• _What you have to do_:
Could you reproduce the records below with every "located" swapped for "found" and nothing else altered?
--- start The records ---
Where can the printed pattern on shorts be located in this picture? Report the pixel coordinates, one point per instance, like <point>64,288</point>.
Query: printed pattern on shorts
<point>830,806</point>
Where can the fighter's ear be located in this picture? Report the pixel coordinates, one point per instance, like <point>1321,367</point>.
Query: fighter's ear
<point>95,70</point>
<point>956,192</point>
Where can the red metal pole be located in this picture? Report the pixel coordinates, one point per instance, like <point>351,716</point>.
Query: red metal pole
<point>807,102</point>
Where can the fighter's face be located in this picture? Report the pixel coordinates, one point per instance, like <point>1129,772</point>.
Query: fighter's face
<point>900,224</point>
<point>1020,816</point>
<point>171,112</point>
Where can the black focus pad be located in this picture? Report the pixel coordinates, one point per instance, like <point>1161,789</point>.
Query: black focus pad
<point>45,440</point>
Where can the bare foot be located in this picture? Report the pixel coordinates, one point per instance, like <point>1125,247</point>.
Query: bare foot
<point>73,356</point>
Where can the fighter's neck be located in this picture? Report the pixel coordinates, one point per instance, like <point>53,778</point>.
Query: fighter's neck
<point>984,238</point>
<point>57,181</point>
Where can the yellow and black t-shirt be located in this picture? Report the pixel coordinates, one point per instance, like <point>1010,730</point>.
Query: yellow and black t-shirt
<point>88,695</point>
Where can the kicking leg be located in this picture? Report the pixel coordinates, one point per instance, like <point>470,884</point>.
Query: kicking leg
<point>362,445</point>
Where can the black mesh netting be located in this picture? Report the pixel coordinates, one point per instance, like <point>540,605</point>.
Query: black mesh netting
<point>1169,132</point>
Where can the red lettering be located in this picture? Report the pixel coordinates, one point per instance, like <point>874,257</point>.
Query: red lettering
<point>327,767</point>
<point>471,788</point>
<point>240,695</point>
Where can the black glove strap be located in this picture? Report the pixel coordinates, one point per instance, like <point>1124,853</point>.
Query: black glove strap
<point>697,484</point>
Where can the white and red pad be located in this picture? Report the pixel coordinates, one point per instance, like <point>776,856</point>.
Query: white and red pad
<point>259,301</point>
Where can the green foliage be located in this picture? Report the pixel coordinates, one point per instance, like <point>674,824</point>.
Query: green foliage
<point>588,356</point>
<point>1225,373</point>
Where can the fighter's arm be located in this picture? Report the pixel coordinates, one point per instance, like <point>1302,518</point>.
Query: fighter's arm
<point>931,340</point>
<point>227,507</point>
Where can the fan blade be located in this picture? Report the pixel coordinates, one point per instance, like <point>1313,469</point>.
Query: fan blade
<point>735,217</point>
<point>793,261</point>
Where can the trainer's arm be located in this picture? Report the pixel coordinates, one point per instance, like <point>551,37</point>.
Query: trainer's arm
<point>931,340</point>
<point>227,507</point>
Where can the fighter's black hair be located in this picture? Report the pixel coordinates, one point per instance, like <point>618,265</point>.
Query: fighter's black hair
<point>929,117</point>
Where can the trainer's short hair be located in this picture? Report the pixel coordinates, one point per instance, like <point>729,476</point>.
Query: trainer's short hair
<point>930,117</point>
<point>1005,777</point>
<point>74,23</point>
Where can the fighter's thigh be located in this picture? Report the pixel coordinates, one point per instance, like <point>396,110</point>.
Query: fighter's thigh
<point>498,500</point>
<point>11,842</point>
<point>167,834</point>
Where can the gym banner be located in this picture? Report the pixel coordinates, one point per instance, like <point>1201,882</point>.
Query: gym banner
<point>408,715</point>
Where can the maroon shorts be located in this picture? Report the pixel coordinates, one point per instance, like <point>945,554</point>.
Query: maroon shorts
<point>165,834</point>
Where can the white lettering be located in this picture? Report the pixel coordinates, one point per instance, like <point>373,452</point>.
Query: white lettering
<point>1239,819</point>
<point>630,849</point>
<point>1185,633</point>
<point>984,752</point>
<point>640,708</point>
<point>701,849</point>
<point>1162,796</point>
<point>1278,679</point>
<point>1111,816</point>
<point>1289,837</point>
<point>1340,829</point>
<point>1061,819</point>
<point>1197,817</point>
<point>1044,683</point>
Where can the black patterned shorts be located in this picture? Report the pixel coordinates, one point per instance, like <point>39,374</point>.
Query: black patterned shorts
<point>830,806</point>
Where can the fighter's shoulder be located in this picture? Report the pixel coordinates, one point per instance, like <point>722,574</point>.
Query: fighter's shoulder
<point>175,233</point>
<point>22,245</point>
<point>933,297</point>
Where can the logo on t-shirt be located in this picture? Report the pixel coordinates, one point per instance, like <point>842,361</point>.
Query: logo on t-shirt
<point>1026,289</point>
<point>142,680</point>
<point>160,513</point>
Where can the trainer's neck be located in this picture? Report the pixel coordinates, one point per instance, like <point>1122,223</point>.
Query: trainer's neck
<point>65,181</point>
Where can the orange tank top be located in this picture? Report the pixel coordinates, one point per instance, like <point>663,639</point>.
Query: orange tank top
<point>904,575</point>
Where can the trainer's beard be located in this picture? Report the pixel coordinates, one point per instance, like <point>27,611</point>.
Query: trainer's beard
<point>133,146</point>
--- end The records ---
• _Exercise result_:
Where can the printed pattern on shorts be found in this picture? Report the pixel coordinates, one point per instance, like <point>64,288</point>.
Query: printed pattern on shorts
<point>830,806</point>
Where can the fighter's ear be found in this picture? Report the pixel coordinates, one point per instance, like <point>1321,367</point>.
Query: fighter's ear
<point>95,70</point>
<point>956,192</point>
Where can the red metal pole be found in this picture? Report the pixel coordinates, one point per instance, like <point>351,716</point>.
Query: red metal pole
<point>807,102</point>
Where can the fighter's face be found in this picture? Report the pixel coordinates, one point per instance, like <point>1129,772</point>.
Query: fighter's face
<point>900,224</point>
<point>1020,816</point>
<point>171,112</point>
Where can the black focus pad be found in this picture? Report the pixel coordinates, one point per instance, like <point>1161,789</point>.
Query: black focus pad
<point>45,440</point>
Where can the bare foot be found in this picture? Report the pixel coordinates, one point per instance, like <point>1125,247</point>.
Query: bare foot
<point>73,356</point>
Where can the fighter's neck be found in this picture? Report the pixel coordinates, one point per instance, like <point>53,778</point>.
Query: fighter's neck
<point>984,238</point>
<point>57,181</point>
Where can the yellow and black t-shirt be found in this picture? Report the pixel coordinates, one point per instance, like <point>1010,730</point>.
Query: yellow and black t-shirt
<point>88,695</point>
Where can the kicking leg be found in this picture? Report the pixel coordinates, one point per instance, like <point>470,884</point>.
Query: kicking leg
<point>362,445</point>
Where can the black mesh netting be found in this picture? Report the pixel coordinates, one point per instance, like <point>540,605</point>.
Query: black mesh netting
<point>1169,132</point>
Where can the red lettering be found in this picture? Report the pixel coordinates, one point per instance, like <point>874,257</point>.
Query: red lettering
<point>327,767</point>
<point>471,788</point>
<point>240,695</point>
Where can the black glove strap be found in this picture? Report the pixel coordinates, one point per instance, like <point>1124,853</point>.
Query: black glove strap
<point>697,484</point>
Where can the white and red pad be found in this picture? Report the pixel coordinates, one point per instance, like <point>776,856</point>.
Query: white and red pad
<point>259,301</point>
Where can the green foliage be found in this picture? Report the pixel coordinates, one point per instance, like <point>674,824</point>.
Query: green foliage
<point>588,356</point>
<point>1225,373</point>
Where can the fighter's arm be found in this picture? Report the pixel coordinates, one point per instance, like <point>1302,518</point>.
Query: fighter's arm
<point>931,340</point>
<point>227,507</point>
Where can the fan blade be found in this picture? Report the pixel coordinates, one point per instance, like <point>1313,469</point>.
Query: fan blade
<point>735,217</point>
<point>793,261</point>
Where can the trainer's arm be found in this picture? Report the pixel coordinates, one point per instance, like <point>551,37</point>.
Query: trainer's arm
<point>931,340</point>
<point>227,507</point>
Where can the fighter's black hair be found in this picture? Report the pixel coordinates, one point per instance, like <point>618,265</point>.
Query: fighter's black hair
<point>929,117</point>
Where can the trainer's short hair be found in this picture? Report the pixel coordinates, one point per instance, like <point>729,476</point>.
Query: trainer's short hair
<point>930,117</point>
<point>1005,777</point>
<point>74,23</point>
Where can the fighter's thigh be found in this picture? Report the pixel coordinates, one point per instance, like <point>396,110</point>.
Query: fighter's thigh
<point>498,500</point>
<point>11,842</point>
<point>167,834</point>
Where can the gym banner be found in this picture? Report the pixel coordinates, one point per instance, like <point>1201,882</point>.
Query: gym banner
<point>408,715</point>
Where can the maroon shorts be found in this picture? Report the pixel coordinates, one point per instance, like <point>945,554</point>.
Query: maroon shorts
<point>165,834</point>
Where can the white lettering be found in this picture? Report the pixel coordinates, one point per instance, like <point>373,452</point>.
Query: white lettering
<point>1239,819</point>
<point>630,849</point>
<point>1185,633</point>
<point>984,752</point>
<point>640,708</point>
<point>701,849</point>
<point>1162,796</point>
<point>1278,679</point>
<point>1111,816</point>
<point>1289,837</point>
<point>1340,829</point>
<point>1061,819</point>
<point>1197,817</point>
<point>1044,683</point>
Where can the black patterned shorts be found in this picture? Report the pixel coordinates, one point per instance, like <point>39,374</point>.
Query: black patterned shorts
<point>830,806</point>
Where can the fighter's shoulder be found in this picture? Report the pixel coordinates, one point per instance, like <point>722,574</point>.
Query: fighter's shoulder
<point>175,233</point>
<point>22,245</point>
<point>933,297</point>
Where can the logo on t-shirt be found in this picture? Report the pixel coordinates, one point per instance, like <point>842,361</point>.
Query: logo on t-shirt
<point>1026,289</point>
<point>142,680</point>
<point>160,513</point>
Where can the trainer's neck be found in this picture? Report the pixel coordinates, one point per instance, like <point>1122,223</point>.
Query: trainer's neck
<point>65,181</point>
Where can the orange tank top be found in this picture? Report the pixel coordinates, one point per instance, like <point>663,639</point>.
Query: orange tank top
<point>904,575</point>
Where can the trainer's beard be found in this picture? Report the pixel coordinates, one point per instance, like <point>27,611</point>.
Query: trainer's beard
<point>133,146</point>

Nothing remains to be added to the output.